Problem: Collect each line in the records below that contains the string "frond". A match counts only if its letter case agrees.
##############################
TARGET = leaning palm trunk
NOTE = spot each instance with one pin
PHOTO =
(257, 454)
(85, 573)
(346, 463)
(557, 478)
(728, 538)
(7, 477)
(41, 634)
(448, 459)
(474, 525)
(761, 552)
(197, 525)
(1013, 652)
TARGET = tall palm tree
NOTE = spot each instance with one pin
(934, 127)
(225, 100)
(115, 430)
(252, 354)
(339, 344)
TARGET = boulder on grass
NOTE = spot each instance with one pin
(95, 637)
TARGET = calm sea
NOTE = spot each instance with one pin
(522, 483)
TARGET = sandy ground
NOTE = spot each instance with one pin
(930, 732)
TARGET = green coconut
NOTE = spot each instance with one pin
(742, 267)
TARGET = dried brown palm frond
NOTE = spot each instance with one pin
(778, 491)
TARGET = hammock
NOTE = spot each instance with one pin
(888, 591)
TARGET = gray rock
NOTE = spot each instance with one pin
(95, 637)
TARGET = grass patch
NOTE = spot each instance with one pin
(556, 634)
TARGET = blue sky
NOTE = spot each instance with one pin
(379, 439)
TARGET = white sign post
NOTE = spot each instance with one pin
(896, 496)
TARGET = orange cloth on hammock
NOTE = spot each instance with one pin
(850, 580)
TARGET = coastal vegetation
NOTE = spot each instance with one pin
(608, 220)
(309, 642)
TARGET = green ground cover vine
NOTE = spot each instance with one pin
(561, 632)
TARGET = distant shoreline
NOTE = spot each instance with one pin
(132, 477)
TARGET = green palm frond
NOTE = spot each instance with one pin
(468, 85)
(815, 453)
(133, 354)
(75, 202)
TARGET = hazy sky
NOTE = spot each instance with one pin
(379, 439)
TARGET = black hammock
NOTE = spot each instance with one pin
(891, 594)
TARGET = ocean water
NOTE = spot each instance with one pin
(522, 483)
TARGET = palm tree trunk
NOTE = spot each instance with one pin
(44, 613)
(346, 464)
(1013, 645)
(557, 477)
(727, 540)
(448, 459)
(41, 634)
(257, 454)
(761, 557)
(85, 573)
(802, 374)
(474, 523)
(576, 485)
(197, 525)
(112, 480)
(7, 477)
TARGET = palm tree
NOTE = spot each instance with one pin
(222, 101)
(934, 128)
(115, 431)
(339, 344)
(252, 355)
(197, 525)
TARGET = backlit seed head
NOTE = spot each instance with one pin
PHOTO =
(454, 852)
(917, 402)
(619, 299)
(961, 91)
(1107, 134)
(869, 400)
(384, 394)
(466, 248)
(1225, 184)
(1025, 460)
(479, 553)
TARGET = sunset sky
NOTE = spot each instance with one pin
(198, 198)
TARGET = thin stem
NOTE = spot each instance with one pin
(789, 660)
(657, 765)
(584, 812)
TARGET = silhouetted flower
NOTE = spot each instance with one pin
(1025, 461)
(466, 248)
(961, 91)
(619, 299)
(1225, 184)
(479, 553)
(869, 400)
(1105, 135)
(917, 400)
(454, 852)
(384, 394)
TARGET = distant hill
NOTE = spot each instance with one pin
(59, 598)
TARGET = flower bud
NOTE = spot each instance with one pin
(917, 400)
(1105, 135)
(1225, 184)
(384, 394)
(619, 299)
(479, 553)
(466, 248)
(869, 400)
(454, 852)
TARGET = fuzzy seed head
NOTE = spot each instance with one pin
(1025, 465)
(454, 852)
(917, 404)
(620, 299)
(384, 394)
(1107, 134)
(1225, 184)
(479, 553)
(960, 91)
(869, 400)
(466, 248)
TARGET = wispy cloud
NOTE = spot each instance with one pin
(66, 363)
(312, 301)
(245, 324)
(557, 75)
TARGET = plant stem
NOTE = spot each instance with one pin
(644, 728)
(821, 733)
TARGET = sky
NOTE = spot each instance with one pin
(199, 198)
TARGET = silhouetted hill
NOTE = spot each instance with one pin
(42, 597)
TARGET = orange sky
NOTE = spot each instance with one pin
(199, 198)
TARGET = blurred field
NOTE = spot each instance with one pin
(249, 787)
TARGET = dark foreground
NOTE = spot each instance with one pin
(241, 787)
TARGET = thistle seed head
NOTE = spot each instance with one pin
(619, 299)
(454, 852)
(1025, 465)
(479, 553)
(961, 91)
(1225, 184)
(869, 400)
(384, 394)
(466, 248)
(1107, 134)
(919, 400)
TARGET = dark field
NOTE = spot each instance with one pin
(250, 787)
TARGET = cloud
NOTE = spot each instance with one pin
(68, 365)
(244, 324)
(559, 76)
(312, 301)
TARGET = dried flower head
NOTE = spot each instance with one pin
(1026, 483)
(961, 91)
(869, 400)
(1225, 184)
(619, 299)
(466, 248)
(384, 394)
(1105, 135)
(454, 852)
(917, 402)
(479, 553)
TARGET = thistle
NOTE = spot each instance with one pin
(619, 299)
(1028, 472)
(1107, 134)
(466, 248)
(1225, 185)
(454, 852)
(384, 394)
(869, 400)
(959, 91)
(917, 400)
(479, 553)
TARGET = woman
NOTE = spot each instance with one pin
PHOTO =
##############################
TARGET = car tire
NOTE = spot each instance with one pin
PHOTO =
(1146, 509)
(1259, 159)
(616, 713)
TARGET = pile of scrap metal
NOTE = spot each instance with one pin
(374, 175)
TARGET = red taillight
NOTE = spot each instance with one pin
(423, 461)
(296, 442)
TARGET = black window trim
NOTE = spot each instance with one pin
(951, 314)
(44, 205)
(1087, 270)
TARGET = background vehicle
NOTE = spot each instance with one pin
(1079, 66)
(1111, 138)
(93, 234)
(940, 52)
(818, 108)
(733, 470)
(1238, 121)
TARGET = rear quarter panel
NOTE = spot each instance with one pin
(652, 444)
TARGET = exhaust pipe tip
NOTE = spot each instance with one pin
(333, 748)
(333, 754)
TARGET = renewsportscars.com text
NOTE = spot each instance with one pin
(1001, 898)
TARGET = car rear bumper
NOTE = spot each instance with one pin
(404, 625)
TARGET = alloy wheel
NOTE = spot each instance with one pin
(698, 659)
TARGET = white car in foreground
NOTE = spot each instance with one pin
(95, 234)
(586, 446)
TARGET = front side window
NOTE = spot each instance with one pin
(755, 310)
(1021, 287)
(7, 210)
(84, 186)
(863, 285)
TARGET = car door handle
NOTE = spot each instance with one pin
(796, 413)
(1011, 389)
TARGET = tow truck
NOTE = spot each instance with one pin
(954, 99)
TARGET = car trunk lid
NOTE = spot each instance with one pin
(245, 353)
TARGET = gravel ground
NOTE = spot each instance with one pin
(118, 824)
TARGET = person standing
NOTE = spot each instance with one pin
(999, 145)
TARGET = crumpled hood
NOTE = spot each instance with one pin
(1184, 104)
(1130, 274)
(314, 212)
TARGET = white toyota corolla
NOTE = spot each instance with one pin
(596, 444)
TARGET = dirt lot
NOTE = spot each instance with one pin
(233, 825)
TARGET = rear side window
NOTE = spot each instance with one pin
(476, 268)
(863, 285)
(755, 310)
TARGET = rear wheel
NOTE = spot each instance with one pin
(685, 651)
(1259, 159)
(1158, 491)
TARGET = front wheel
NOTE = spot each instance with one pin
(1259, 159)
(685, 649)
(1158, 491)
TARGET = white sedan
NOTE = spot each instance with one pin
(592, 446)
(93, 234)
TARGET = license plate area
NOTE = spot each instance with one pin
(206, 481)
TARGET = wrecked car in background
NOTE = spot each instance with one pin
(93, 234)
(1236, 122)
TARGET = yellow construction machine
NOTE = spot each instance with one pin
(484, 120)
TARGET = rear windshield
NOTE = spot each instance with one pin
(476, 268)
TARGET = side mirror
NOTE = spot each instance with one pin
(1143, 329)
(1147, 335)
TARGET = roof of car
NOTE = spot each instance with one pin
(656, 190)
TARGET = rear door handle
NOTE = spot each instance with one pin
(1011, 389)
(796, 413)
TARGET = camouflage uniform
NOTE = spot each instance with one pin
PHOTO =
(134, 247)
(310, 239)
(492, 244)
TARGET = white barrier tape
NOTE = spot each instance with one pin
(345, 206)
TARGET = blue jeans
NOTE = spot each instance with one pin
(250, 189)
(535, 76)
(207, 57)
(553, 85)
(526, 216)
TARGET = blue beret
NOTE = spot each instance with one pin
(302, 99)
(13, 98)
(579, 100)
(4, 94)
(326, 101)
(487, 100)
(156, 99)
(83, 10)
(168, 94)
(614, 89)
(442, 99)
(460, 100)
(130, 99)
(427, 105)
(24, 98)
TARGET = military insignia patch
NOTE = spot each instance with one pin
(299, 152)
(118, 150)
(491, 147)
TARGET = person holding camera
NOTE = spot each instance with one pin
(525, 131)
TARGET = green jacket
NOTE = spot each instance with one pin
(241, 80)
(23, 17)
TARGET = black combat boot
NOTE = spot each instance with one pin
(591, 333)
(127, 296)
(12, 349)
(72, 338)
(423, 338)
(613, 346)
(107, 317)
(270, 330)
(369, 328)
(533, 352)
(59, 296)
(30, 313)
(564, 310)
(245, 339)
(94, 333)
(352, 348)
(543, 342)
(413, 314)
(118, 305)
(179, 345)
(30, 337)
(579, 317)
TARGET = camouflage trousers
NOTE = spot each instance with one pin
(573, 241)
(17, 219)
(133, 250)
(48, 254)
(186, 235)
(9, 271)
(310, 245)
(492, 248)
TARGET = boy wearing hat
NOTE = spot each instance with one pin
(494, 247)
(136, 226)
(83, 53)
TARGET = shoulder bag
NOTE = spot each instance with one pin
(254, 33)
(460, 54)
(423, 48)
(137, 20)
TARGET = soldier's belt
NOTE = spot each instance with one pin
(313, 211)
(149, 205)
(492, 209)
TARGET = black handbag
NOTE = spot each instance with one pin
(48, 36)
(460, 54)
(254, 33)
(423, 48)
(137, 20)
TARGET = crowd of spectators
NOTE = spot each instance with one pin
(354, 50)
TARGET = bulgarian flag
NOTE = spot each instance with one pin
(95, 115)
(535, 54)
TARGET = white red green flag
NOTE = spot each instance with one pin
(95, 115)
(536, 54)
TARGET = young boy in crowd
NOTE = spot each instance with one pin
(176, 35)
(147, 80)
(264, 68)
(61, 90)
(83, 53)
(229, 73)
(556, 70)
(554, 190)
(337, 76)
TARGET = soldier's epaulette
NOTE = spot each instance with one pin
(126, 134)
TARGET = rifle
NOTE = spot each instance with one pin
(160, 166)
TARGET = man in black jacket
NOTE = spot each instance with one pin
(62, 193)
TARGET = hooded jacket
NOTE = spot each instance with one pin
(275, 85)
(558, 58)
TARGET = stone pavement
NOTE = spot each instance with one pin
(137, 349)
##############################
Output for this exercise:
TARGET = dried brown palm frond
TARGET = green palm frond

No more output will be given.